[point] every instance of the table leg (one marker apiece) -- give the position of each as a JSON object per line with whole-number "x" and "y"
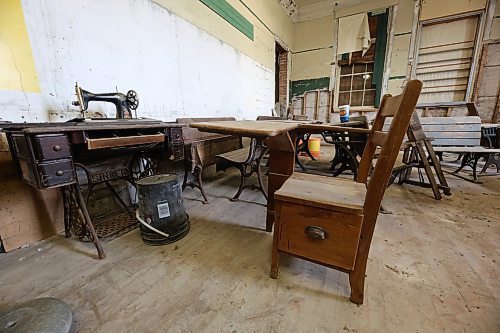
{"x": 88, "y": 221}
{"x": 281, "y": 165}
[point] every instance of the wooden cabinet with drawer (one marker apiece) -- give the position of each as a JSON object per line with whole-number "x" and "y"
{"x": 44, "y": 160}
{"x": 322, "y": 235}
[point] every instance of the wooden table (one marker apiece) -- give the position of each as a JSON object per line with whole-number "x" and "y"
{"x": 280, "y": 138}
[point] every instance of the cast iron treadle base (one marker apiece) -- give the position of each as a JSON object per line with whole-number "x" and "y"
{"x": 115, "y": 226}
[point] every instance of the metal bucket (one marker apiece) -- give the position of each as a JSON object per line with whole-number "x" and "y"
{"x": 161, "y": 210}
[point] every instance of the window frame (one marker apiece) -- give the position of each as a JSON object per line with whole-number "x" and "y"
{"x": 475, "y": 55}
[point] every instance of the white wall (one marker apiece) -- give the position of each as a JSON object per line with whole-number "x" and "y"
{"x": 177, "y": 69}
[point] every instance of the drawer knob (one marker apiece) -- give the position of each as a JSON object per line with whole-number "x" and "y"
{"x": 316, "y": 233}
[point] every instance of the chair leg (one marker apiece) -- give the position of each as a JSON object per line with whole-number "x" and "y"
{"x": 186, "y": 173}
{"x": 200, "y": 183}
{"x": 357, "y": 275}
{"x": 261, "y": 182}
{"x": 275, "y": 262}
{"x": 240, "y": 189}
{"x": 428, "y": 171}
{"x": 275, "y": 254}
{"x": 67, "y": 227}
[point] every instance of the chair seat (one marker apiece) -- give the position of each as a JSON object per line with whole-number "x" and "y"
{"x": 236, "y": 156}
{"x": 323, "y": 192}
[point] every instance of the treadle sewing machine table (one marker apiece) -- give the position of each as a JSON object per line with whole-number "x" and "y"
{"x": 281, "y": 138}
{"x": 47, "y": 155}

• [Description of the task]: Each line above should be written out again exactly, without any image.

• [Solved exercise]:
[point] every instance of the table leg (one marker apiece) -- give the position of each as a JSON object per line with whole-number "x" and "y"
{"x": 88, "y": 221}
{"x": 281, "y": 165}
[point] every instance of the wooden cabinet with drawer (one marker apiece) -- give the position of each as a JSON object per line with whole-number "x" and "y"
{"x": 44, "y": 160}
{"x": 322, "y": 235}
[point] every instance of the wooden table (one marker apiece) -- give the position of each as a JSON object per line with whole-number "x" and "y"
{"x": 280, "y": 138}
[point] every instance of the cast iron treadle base (one marker apiece) -- give the position of each as a JSON object per line with whole-number "x" and "y"
{"x": 115, "y": 226}
[point] every instance of the metal bucket (one marker apiece) -- give the position of each as a JSON object per line with whole-number "x" and "y"
{"x": 161, "y": 210}
[point] every instance of the window frame (one marker apiece) -- give the position of each as a JSON object per line with whole-number "x" and "y"
{"x": 475, "y": 55}
[point] every instance of the white wall (one marker apiece) -- give the position of each as a JSON object per line with whole-number "x" and "y"
{"x": 177, "y": 69}
[point] every instance of the drawer knob (one marker apiece) -- give the position of each as a JSON object per line with whole-number "x" and "y"
{"x": 316, "y": 233}
[point] every instance of the chair leg (one marker apiece) -- give the position of each as a JSON object per line with whole-number "x" and "y"
{"x": 186, "y": 173}
{"x": 200, "y": 183}
{"x": 357, "y": 275}
{"x": 261, "y": 182}
{"x": 275, "y": 262}
{"x": 240, "y": 189}
{"x": 428, "y": 171}
{"x": 275, "y": 254}
{"x": 67, "y": 227}
[point] every instance of the chair seat (one marker apiece) -- give the position of each as a JSON object per line with whole-number "x" and "y"
{"x": 236, "y": 156}
{"x": 323, "y": 192}
[point] every instance of the treadle sewing machine table (one marker apiece) -- give the position of each as a JSON object per line with whole-number "x" and "y"
{"x": 281, "y": 138}
{"x": 47, "y": 155}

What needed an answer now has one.